# Your instructions:
Beginning with the line containing "box: [47, 132, 65, 165]" and ending at the last line of the data, set down every line exactly, leaving out all pictures.

[[ Input data open ]]

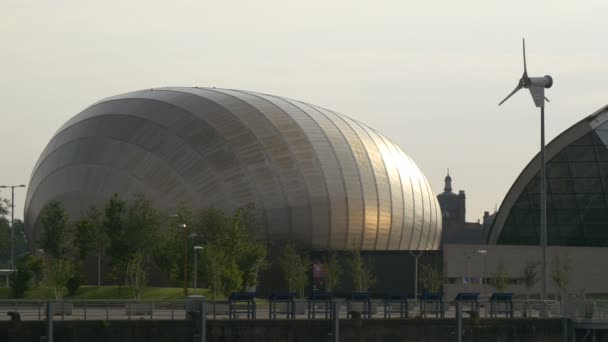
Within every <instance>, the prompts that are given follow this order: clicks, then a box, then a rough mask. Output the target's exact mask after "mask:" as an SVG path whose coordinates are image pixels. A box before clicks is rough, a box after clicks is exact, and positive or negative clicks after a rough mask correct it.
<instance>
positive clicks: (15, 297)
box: [9, 265, 32, 298]
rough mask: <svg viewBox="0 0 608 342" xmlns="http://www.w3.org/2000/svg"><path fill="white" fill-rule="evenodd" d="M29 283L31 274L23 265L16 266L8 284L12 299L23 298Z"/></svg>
mask: <svg viewBox="0 0 608 342" xmlns="http://www.w3.org/2000/svg"><path fill="white" fill-rule="evenodd" d="M31 281H32V274H31V272H30V271H29V270H28V269H27V268H26V267H25V266H24V265H19V266H17V269H16V270H15V272H13V273H11V275H10V276H9V284H10V287H11V295H12V296H13V298H23V296H25V292H27V291H28V290H29V289H30V288H31Z"/></svg>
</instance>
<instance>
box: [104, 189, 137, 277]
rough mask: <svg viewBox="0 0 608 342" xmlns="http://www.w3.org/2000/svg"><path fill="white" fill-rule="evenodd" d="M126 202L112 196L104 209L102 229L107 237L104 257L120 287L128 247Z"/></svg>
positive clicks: (107, 202) (113, 196)
mask: <svg viewBox="0 0 608 342" xmlns="http://www.w3.org/2000/svg"><path fill="white" fill-rule="evenodd" d="M126 210H127V202H126V201H125V200H123V199H121V198H120V197H119V196H118V194H114V195H112V197H111V198H110V199H109V200H108V202H107V203H106V205H105V209H104V217H103V229H104V230H105V232H106V233H107V235H108V247H107V249H106V255H107V256H108V258H109V261H110V266H111V267H112V276H113V277H114V279H115V280H116V282H117V284H118V285H119V286H121V285H122V284H123V283H124V282H123V279H124V277H123V276H122V275H123V272H122V271H123V270H124V268H125V265H126V262H127V259H128V257H129V251H130V246H129V242H128V241H127V239H126V235H127V233H126V225H125V222H124V221H125V215H126Z"/></svg>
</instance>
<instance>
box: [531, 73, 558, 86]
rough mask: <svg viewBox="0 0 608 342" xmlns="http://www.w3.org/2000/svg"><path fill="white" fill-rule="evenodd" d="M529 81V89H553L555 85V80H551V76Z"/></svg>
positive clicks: (540, 77)
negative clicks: (535, 87) (532, 87)
mask: <svg viewBox="0 0 608 342" xmlns="http://www.w3.org/2000/svg"><path fill="white" fill-rule="evenodd" d="M528 80H529V83H528V87H543V88H551V86H552V85H553V78H551V76H549V75H546V76H543V77H530V78H528Z"/></svg>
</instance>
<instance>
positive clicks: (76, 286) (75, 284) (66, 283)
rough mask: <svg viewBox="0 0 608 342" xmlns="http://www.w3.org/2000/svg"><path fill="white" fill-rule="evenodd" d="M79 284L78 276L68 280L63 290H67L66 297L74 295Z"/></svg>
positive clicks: (71, 278)
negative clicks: (64, 287)
mask: <svg viewBox="0 0 608 342" xmlns="http://www.w3.org/2000/svg"><path fill="white" fill-rule="evenodd" d="M80 282H81V279H80V276H79V275H78V274H76V275H74V276H73V277H72V278H70V279H69V280H68V282H67V283H66V284H65V288H66V289H67V290H68V295H70V296H74V295H76V291H78V289H79V288H80Z"/></svg>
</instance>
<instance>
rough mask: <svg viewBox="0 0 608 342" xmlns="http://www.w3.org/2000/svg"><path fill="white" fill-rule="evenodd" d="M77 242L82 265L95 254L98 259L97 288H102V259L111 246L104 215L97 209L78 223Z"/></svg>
mask: <svg viewBox="0 0 608 342" xmlns="http://www.w3.org/2000/svg"><path fill="white" fill-rule="evenodd" d="M76 241H77V242H78V250H79V251H80V259H81V261H82V263H85V262H86V259H87V257H88V256H89V255H90V254H93V255H95V256H96V257H97V286H101V257H102V256H103V254H104V252H105V250H106V248H108V245H109V238H108V235H107V234H106V231H105V229H104V225H103V214H102V213H101V212H100V211H99V210H97V208H95V207H91V208H90V209H89V210H88V211H87V213H86V214H85V215H84V216H83V217H81V218H80V220H78V222H76Z"/></svg>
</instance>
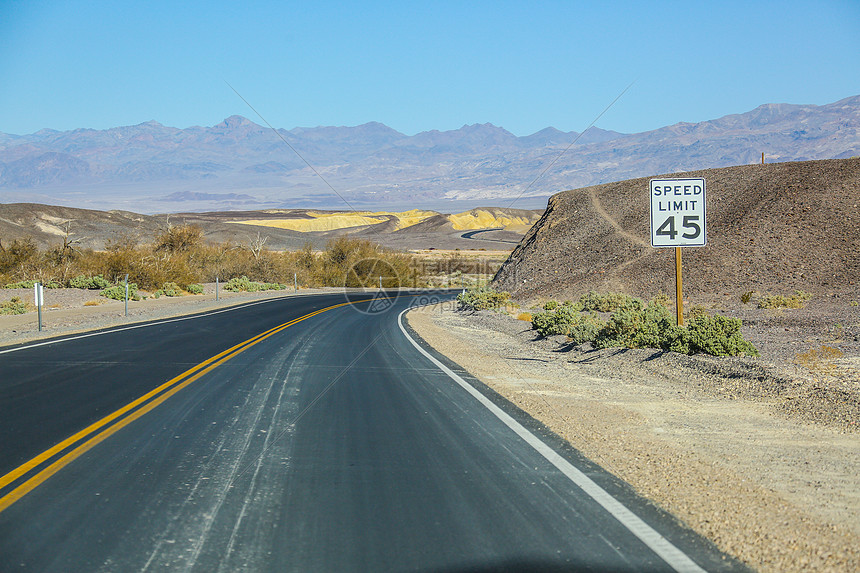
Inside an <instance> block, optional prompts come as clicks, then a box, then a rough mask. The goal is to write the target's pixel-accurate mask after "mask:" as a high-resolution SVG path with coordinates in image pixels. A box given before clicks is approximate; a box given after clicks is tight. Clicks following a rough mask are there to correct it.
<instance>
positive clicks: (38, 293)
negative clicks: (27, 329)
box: [33, 283, 45, 332]
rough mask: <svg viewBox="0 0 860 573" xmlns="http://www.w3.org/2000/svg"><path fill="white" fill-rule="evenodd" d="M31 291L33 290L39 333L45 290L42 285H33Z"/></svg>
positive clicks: (44, 297)
mask: <svg viewBox="0 0 860 573" xmlns="http://www.w3.org/2000/svg"><path fill="white" fill-rule="evenodd" d="M33 289H34V290H35V293H34V296H33V298H34V299H35V301H36V310H37V311H38V318H37V320H38V321H39V332H42V305H43V304H44V302H45V290H44V288H43V287H42V283H36V284H34V285H33Z"/></svg>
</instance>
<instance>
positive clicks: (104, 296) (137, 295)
mask: <svg viewBox="0 0 860 573" xmlns="http://www.w3.org/2000/svg"><path fill="white" fill-rule="evenodd" d="M100 294H101V295H102V296H103V297H105V298H110V299H113V300H125V283H123V284H118V285H113V286H110V287H107V288H106V289H103V290H102V292H101V293H100ZM128 300H140V295H139V294H137V283H128Z"/></svg>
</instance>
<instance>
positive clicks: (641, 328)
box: [594, 298, 672, 348]
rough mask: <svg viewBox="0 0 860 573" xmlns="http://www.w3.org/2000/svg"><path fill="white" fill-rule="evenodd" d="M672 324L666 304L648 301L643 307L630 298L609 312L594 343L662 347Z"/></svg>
mask: <svg viewBox="0 0 860 573" xmlns="http://www.w3.org/2000/svg"><path fill="white" fill-rule="evenodd" d="M671 326H672V315H671V314H670V313H669V310H668V309H667V308H666V307H665V306H663V305H662V304H660V303H659V302H656V301H651V302H650V303H648V305H647V306H644V307H643V306H642V301H641V300H639V299H632V298H631V299H630V300H628V301H627V302H626V303H624V304H623V305H622V306H620V307H619V308H618V309H617V310H616V311H615V312H613V313H612V315H611V316H610V317H609V320H608V321H607V322H606V326H604V327H603V328H601V329H600V332H598V333H597V336H596V337H595V338H594V346H595V348H610V347H613V346H623V347H626V348H662V347H663V343H664V340H665V335H666V333H667V332H668V331H669V329H670V328H671Z"/></svg>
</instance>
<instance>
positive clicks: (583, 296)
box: [579, 291, 642, 312]
mask: <svg viewBox="0 0 860 573" xmlns="http://www.w3.org/2000/svg"><path fill="white" fill-rule="evenodd" d="M634 301H638V302H639V304H640V305H641V304H642V301H640V300H639V299H637V298H633V297H632V296H630V295H626V294H624V293H620V292H607V293H603V294H600V293H597V292H595V291H589V292H588V293H586V294H584V295H582V296H581V297H580V298H579V304H580V305H581V306H582V310H596V311H597V312H613V311H615V310H617V309H619V308H621V307H622V306H628V305H631V304H636V302H634Z"/></svg>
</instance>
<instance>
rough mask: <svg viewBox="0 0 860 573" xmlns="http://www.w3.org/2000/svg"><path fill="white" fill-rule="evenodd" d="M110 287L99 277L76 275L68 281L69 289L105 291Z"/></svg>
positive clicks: (95, 276) (104, 281)
mask: <svg viewBox="0 0 860 573" xmlns="http://www.w3.org/2000/svg"><path fill="white" fill-rule="evenodd" d="M109 286H110V283H109V282H108V281H106V280H105V278H104V277H103V276H101V275H96V276H94V277H88V276H86V275H78V276H76V277H75V278H73V279H70V280H69V288H82V289H105V288H108V287H109Z"/></svg>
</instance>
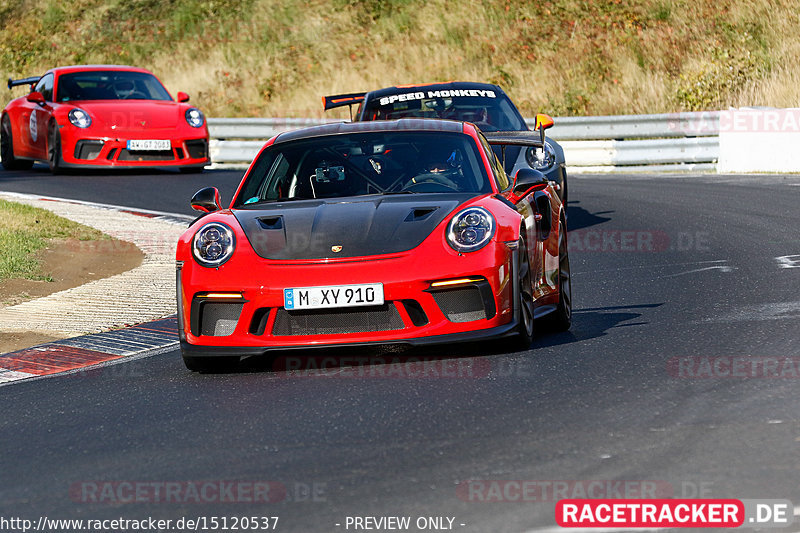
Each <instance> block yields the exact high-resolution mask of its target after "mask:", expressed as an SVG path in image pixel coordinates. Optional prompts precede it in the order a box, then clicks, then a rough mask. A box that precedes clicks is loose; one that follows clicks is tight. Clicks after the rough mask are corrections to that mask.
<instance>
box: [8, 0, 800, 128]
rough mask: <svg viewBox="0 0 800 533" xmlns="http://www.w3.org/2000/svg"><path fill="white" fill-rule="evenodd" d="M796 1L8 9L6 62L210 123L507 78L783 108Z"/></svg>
mask: <svg viewBox="0 0 800 533" xmlns="http://www.w3.org/2000/svg"><path fill="white" fill-rule="evenodd" d="M799 8H800V2H798V1H797V0H792V1H788V0H779V1H777V2H775V1H768V0H713V1H712V0H638V1H635V2H625V1H622V0H602V1H601V0H541V1H539V2H530V1H528V0H495V1H486V2H484V1H478V0H467V1H463V0H462V1H458V2H454V1H452V0H428V1H425V0H327V1H322V0H307V1H302V2H301V1H298V0H280V1H279V0H246V1H244V2H239V1H236V0H176V1H174V2H172V3H169V4H166V3H160V2H158V1H157V0H74V1H73V2H70V3H60V2H58V1H57V0H0V66H2V67H3V68H4V69H5V70H6V71H8V72H9V74H12V75H16V76H21V75H32V74H36V73H39V72H41V71H43V70H45V69H46V68H49V67H50V66H53V65H57V64H65V63H92V62H97V63H128V64H137V65H141V66H144V67H147V68H150V69H151V70H153V71H154V72H156V74H158V75H159V76H160V77H161V79H162V81H164V82H165V84H166V85H167V86H168V88H169V89H170V90H171V91H172V92H173V93H174V92H177V91H178V90H184V91H187V92H189V93H190V94H191V95H192V101H193V102H195V103H197V104H198V105H199V106H201V107H202V108H203V109H204V110H205V111H206V112H207V114H208V115H210V116H278V117H289V116H294V117H319V116H322V107H321V104H320V96H322V95H325V94H333V93H338V92H352V91H357V90H369V89H374V88H379V87H384V86H388V85H395V84H412V83H423V82H431V81H444V80H450V79H456V80H475V81H487V82H493V83H498V84H500V85H501V86H503V87H504V88H505V89H506V90H507V91H508V92H509V93H510V94H511V96H512V98H514V100H515V101H516V102H517V104H518V106H519V107H520V109H521V110H522V112H523V114H525V115H528V116H529V115H532V114H533V113H535V112H537V111H547V112H549V113H551V114H555V115H586V114H595V115H597V114H624V113H658V112H672V111H681V110H695V109H719V108H726V107H728V106H742V105H772V106H781V107H784V106H796V105H798V103H799V102H800V99H799V98H798V96H800V95H799V94H798V93H800V90H799V89H798V87H800V84H798V83H797V81H798V77H800V44H798V41H797V40H796V38H795V36H796V35H797V33H798V30H800V15H799V13H800V9H799ZM42 14H44V15H42ZM42 19H46V24H45V23H43V22H42ZM18 90H19V91H21V90H22V89H18ZM337 113H338V115H337V114H336V113H334V114H333V115H332V116H340V117H342V118H344V117H346V116H347V112H346V110H341V111H337Z"/></svg>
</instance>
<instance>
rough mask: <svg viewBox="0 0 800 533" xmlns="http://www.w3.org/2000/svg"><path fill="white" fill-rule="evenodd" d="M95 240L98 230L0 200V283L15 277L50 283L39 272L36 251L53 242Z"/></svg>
mask: <svg viewBox="0 0 800 533" xmlns="http://www.w3.org/2000/svg"><path fill="white" fill-rule="evenodd" d="M66 238H75V239H78V240H97V239H103V238H108V237H107V236H106V235H103V234H102V233H100V232H99V231H97V230H95V229H92V228H88V227H86V226H82V225H80V224H78V223H76V222H72V221H71V220H66V219H64V218H61V217H58V216H56V215H54V214H53V213H51V212H50V211H46V210H44V209H38V208H35V207H31V206H28V205H24V204H18V203H15V202H8V201H5V200H0V249H2V250H3V254H2V255H1V256H0V281H4V280H7V279H14V278H25V279H39V280H50V278H49V277H48V276H46V275H44V274H43V273H42V272H41V271H40V268H39V267H40V264H39V261H38V260H37V259H36V252H38V251H39V250H41V249H43V248H45V247H46V246H47V245H48V243H49V242H51V241H53V240H54V239H66Z"/></svg>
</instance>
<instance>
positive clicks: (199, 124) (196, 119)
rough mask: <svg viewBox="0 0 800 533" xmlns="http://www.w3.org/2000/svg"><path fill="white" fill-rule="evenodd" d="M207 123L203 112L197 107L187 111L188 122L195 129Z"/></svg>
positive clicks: (186, 121)
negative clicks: (205, 122) (203, 124)
mask: <svg viewBox="0 0 800 533" xmlns="http://www.w3.org/2000/svg"><path fill="white" fill-rule="evenodd" d="M205 121H206V118H205V117H204V116H203V112H202V111H200V110H199V109H197V108H196V107H190V108H189V109H187V110H186V122H187V124H189V125H190V126H191V127H193V128H199V127H200V126H202V125H203V123H204V122H205Z"/></svg>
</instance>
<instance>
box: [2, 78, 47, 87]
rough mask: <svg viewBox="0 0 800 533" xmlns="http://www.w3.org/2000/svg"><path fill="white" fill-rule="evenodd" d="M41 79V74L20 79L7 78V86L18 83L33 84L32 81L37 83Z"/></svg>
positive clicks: (30, 84) (28, 84) (25, 84)
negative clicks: (7, 81) (40, 74)
mask: <svg viewBox="0 0 800 533" xmlns="http://www.w3.org/2000/svg"><path fill="white" fill-rule="evenodd" d="M40 79H42V77H41V76H34V77H32V78H22V79H21V80H12V79H11V78H8V88H9V89H10V88H12V87H16V86H18V85H33V84H34V83H39V80H40Z"/></svg>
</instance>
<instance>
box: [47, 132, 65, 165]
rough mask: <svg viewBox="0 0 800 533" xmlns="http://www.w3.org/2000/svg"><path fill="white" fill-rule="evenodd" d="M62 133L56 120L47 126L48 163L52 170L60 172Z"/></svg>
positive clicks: (47, 161)
mask: <svg viewBox="0 0 800 533" xmlns="http://www.w3.org/2000/svg"><path fill="white" fill-rule="evenodd" d="M61 161H62V160H61V133H59V131H58V126H57V125H56V123H55V122H50V125H49V126H48V127H47V164H48V165H49V166H50V172H52V173H53V174H59V173H60V172H61V170H62V168H61Z"/></svg>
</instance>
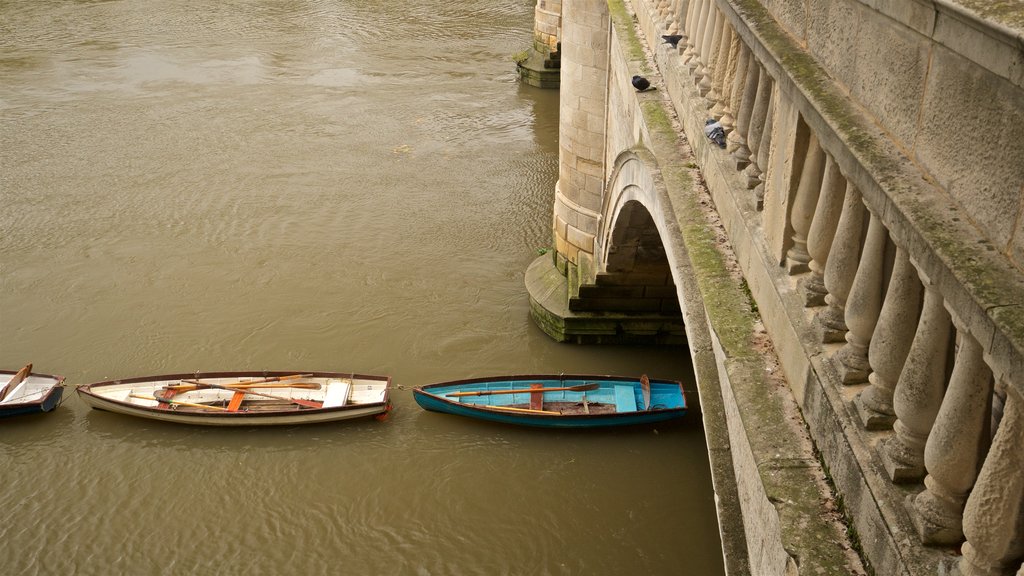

[[ Input data closed ]]

# Solution:
box: [47, 132, 65, 165]
rough mask: <svg viewBox="0 0 800 533" xmlns="http://www.w3.org/2000/svg"><path fill="white" fill-rule="evenodd" d="M62 133L56 120L47 126L48 163L52 170L60 172Z"/></svg>
positive clicks: (47, 161)
mask: <svg viewBox="0 0 800 533" xmlns="http://www.w3.org/2000/svg"><path fill="white" fill-rule="evenodd" d="M61 161H62V160H61V133H59V131H58V126H57V125H56V123H55V122H50V125H49V126H48V127H47V164H48V165H49V166H50V172H52V173H53V174H59V173H60V172H61V170H62V168H61Z"/></svg>
</instance>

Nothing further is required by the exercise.